### Text section
Setting Goals from Survey Data: The Conundrum of Statistics

How to report the results of a customer survey is a vital step in a surveying program. If the results aren’t communicated in a readily interpretable way, then the impact of the survey’s findings will be compromised. Since we’re dealing with statistics, this issue can be perplexing. Most of us loathed our college statistics course and blissfully forgot everything learned (only temporarily) once we walked out of the final exam. That’s too bad since statistics is nothing more than a language for describing real world phenomena, and survey results use that language.

A second and closely related factor also comes into play: customer surveys typically serve two masters. First, they should provide feedback on strong and weak points in your company’s interactions with customers. Second, they will probably also be used to measure performance of individuals within the company. A danger exists that using the survey for performance measurement can create strange incentives for those being measured, and it could negate the feedback on operational business processes.

As an example of this, consider the following question I received from a colleague, a Vice President of Customer Care for a major software firm.

I was wondering if you could shed some light on a question that has come up in terms of customer satisfaction goals. We use a short email-based survey at the close of each customer support incident. It provides each participant five choices. Each choice is anchored with a descriptor ranging from Very Unsatisfied to Very Satisfied. We then apply a 5-point scale to the results with 1 corresponding to Highly Unsatisfied, etc. Is it better to strive for a certain average score (e.g. 4.2 or higher) or some designated percentage (e.g. 90% or more with an average score of 4 or higher)?

Here’s my response:

There’s no “right” answer to your question. Both goal setting options are viable. Typically, though, I would suggest setting the goal as a percentage responding at some point on the frequency distribution, e.g., 90% with 4 ratings or higher, so called, “top box” reporting, simply because it’s more understandable to the “statistically challenged.” A goal of 4.2 or 3.7 or 4.0 isn’t as readily interpretable and doesn’t carry the same gravitas.

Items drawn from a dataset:

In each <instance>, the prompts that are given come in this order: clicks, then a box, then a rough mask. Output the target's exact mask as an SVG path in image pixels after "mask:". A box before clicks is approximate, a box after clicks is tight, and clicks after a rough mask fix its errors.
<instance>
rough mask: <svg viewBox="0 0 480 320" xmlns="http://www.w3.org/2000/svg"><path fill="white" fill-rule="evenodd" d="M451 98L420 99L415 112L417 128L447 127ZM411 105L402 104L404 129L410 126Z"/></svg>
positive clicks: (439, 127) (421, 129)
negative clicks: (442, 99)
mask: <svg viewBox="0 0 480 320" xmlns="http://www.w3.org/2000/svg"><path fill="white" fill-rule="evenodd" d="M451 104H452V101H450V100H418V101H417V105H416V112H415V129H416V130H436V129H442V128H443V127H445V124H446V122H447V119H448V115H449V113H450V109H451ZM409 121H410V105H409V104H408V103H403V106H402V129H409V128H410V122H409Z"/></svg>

### Activity 1
Using the passage on setting survey goals, state whether each statement agrees with it. Answer yes or no and quote the deciding words.
(a) The colleague's survey is delivered by email when each customer support incident closes.
(b) The reply recommends an average-score goal over a percentage goal.
(c) Customer surveys are described as typically serving two masters.
### Activity 2
Answer these questions from the passage on setting survey goals.
(a) How many choices does the colleague's survey give each participant?
(b) What position does the colleague hold?
(c) What name does the reply give to reporting the percentage with ratings of 4 or higher?
### Activity 3
In the passage on setting survey goals, list every average-score goal value that appears in the reply after "Here's my response:".
The items above were taken from a separate source and are unrelated to the passage on setting survey goals.

### Solution 1
(a) Yes: "We use a short email-based survey at the close of each customer support incident."
(b) No: "I would suggest setting the goal as a percentage responding at some point on the frequency distribution"
(c) Yes: "customer surveys typically serve two masters"

### Solution 2
(a) Five.
(b) Vice President of Customer Care for a major software firm.
(c) "Top box" reporting.

### Solution 3
4.2, 3.7, 4.0